=== PROBLEM DESCRIPTION ===
From the entries below, gather every line containing the string "Draw".

=== DATA SUPPLIED ===

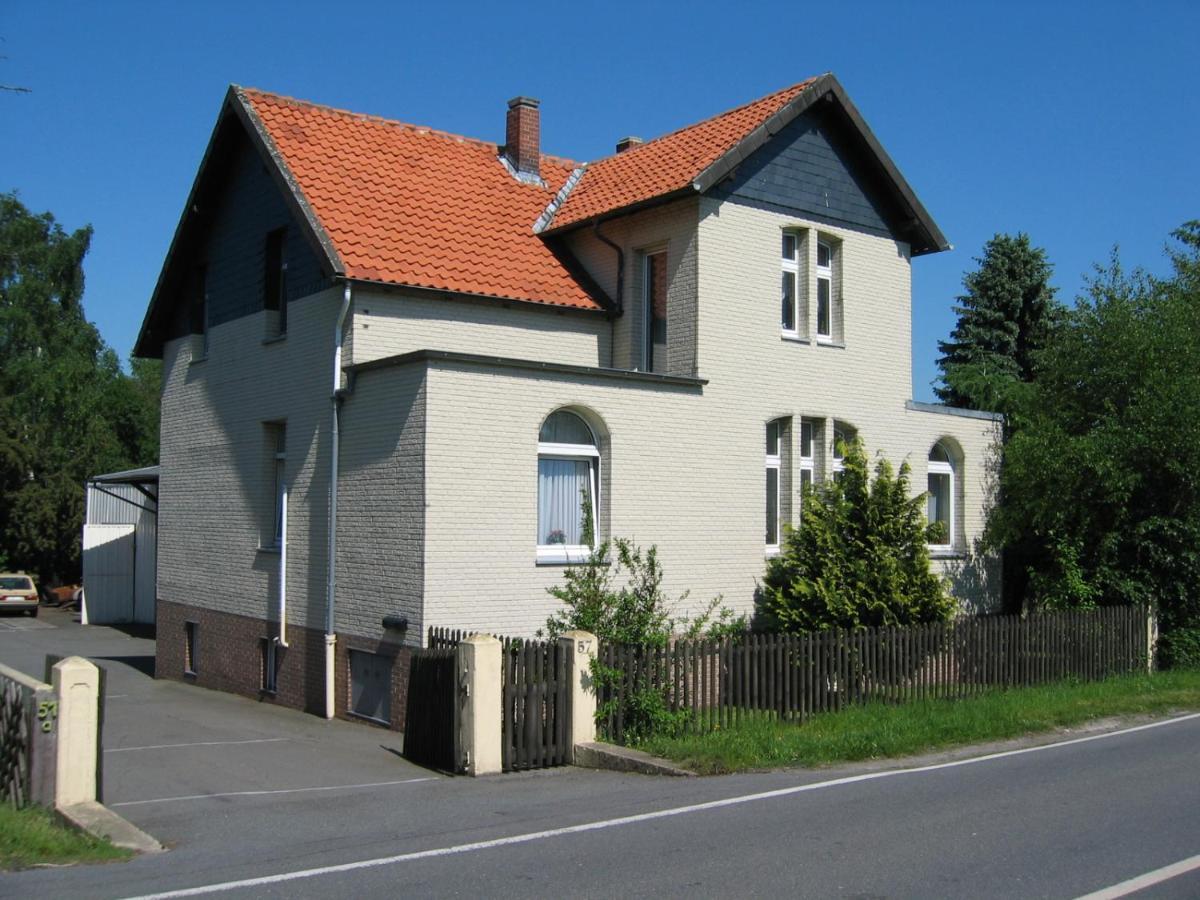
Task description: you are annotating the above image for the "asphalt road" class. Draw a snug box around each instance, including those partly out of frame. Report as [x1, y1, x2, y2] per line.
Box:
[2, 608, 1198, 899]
==
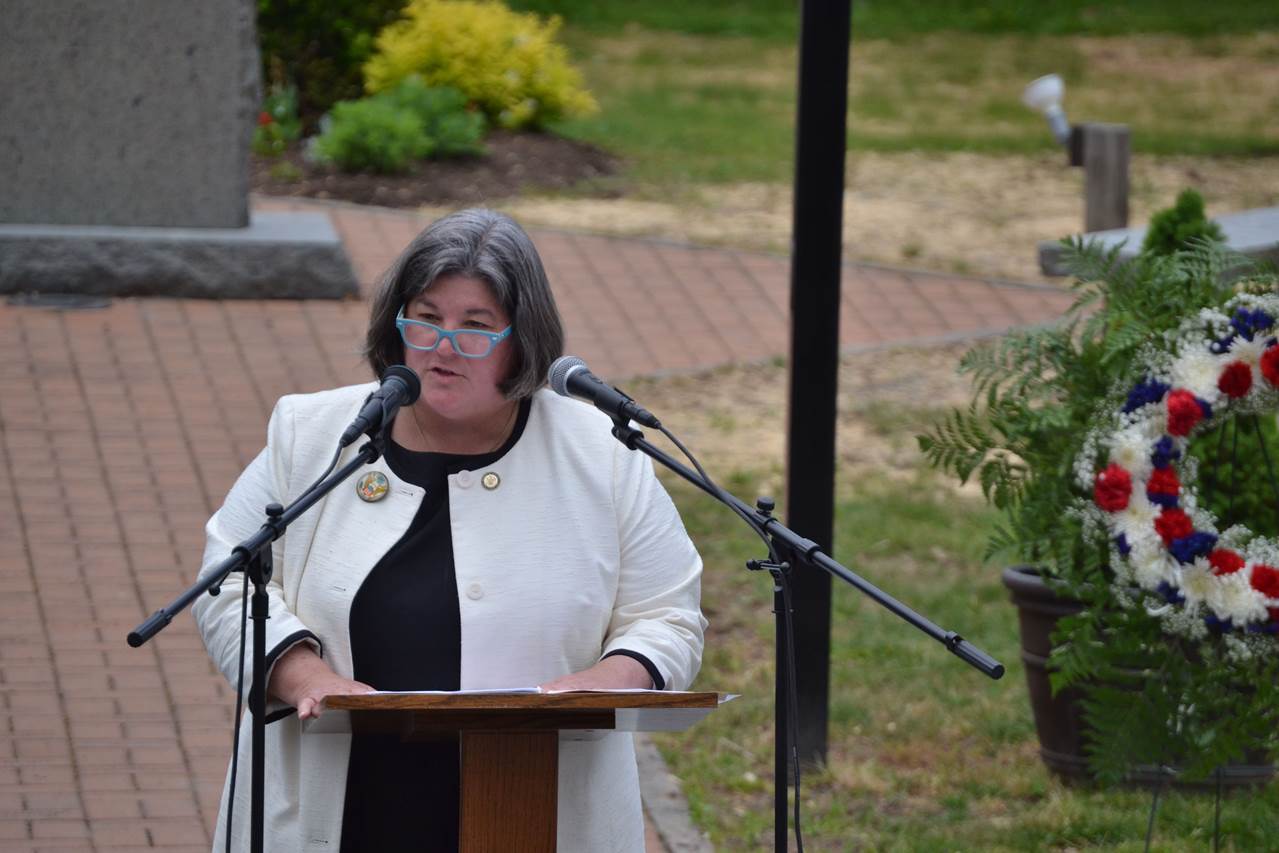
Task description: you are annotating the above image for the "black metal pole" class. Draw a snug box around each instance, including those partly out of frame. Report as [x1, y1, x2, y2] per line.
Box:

=== TASK OUTPUT ===
Task description: you are annotating the above image for the "asphalt road" class. Draw a snug box around each instance, including those partly out of frame. Report as [x1, y1, x2, y2] per line.
Task description: you are annotating the above image for the "black metal pole" class. Draw a snug box around each instance, including those partly out of frame. Report as [x1, y1, x2, y2] per line.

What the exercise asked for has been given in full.